EXTRACT TO READ:
────────────────────────────────────────

# An opinion is needed



## Wurger (Sep 29, 2009)

Guys here is a pic I would like to ask you about. I'm interested how it is seen on LCD screens I mean on laptops and panels.. I'm interesting in brightness especially as my CRT dispaly provides quite dark view. 
Is that fine light or too much?


----------



## vikingBerserker (Sep 29, 2009)

It really looks great too me, I don't think it's too much at all.


----------



## B-17engineer (Sep 29, 2009)

Just on my dad's laptop, looks fine!


----------



## michaelmaltby (Sep 29, 2009)

Completely OK in terms of brightness and contrast - but the frozen prop is a bit off-putting 

MM


----------



## Aaron Brooks Wolters (Sep 29, 2009)

Looks great on my monitor as well Wurger. It might be just a touch light but it still looks good.


----------



## GrauGeist (Sep 29, 2009)

It's looking great on this LCD! (KDS Radius 17")

Image is sharp and the Colors are warm


----------



## Maximowitz (Sep 29, 2009)

Looks good to me. You'll like the next SAMI magazine I send you..there's a big article on that particular aircraft.


----------



## evangilder (Sep 29, 2009)

────────────────────────────────────────

PROVIDED DATA:
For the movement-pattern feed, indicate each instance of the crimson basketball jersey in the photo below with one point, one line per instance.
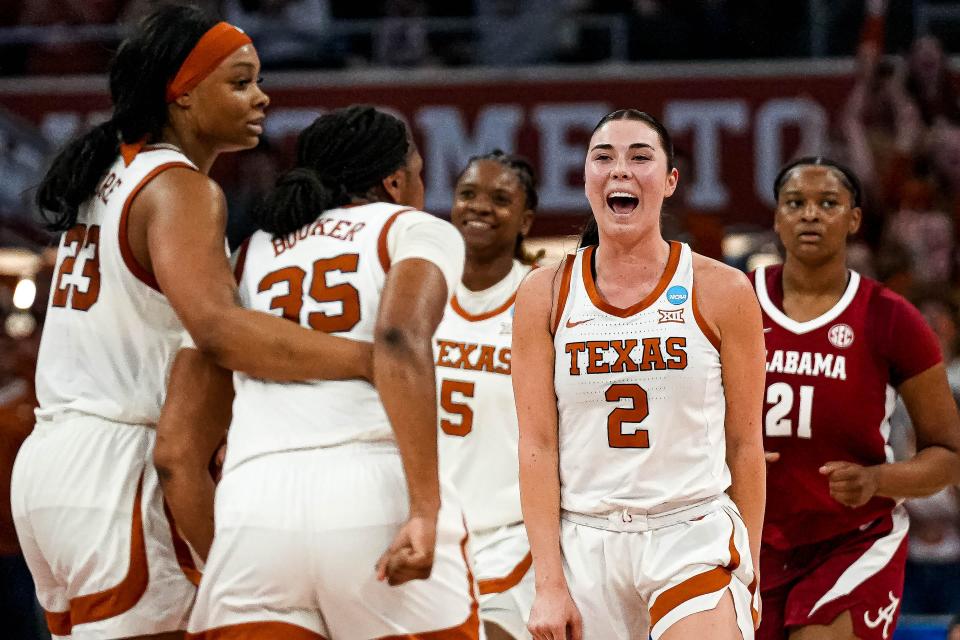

────────────────────────────────────────

Continue the forum thread on how the picture looks on LCD screens, starting after its last line.

It looks a little washed out on my LCD, but mine is real bright.


----------



## Wurger (Sep 29, 2009)

OK. Thank you all for the info. 

Looking forward to that Paul.


----------



## Gnomey (Sep 30, 2009)

The white looks a little bright on my laptop (but then I run it pretty bright anyway). Otherwise looks good (except for the frozen prop )


----------



## Wurger (Sep 30, 2009)

By frozen prop you mean the one without any movement around don't you?


----------



## Gnomey (Sep 30, 2009)

Yes, I do.


----------



## Wurger (Sep 30, 2009)

I see. THX.


----------



## Lucky13 (Oct 1, 2009)

Looks great here Wojtek!


----------



## A4K (Oct 1, 2009)

Looks good to me my friend!


----------



## Wurger (Oct 2, 2009)

THX.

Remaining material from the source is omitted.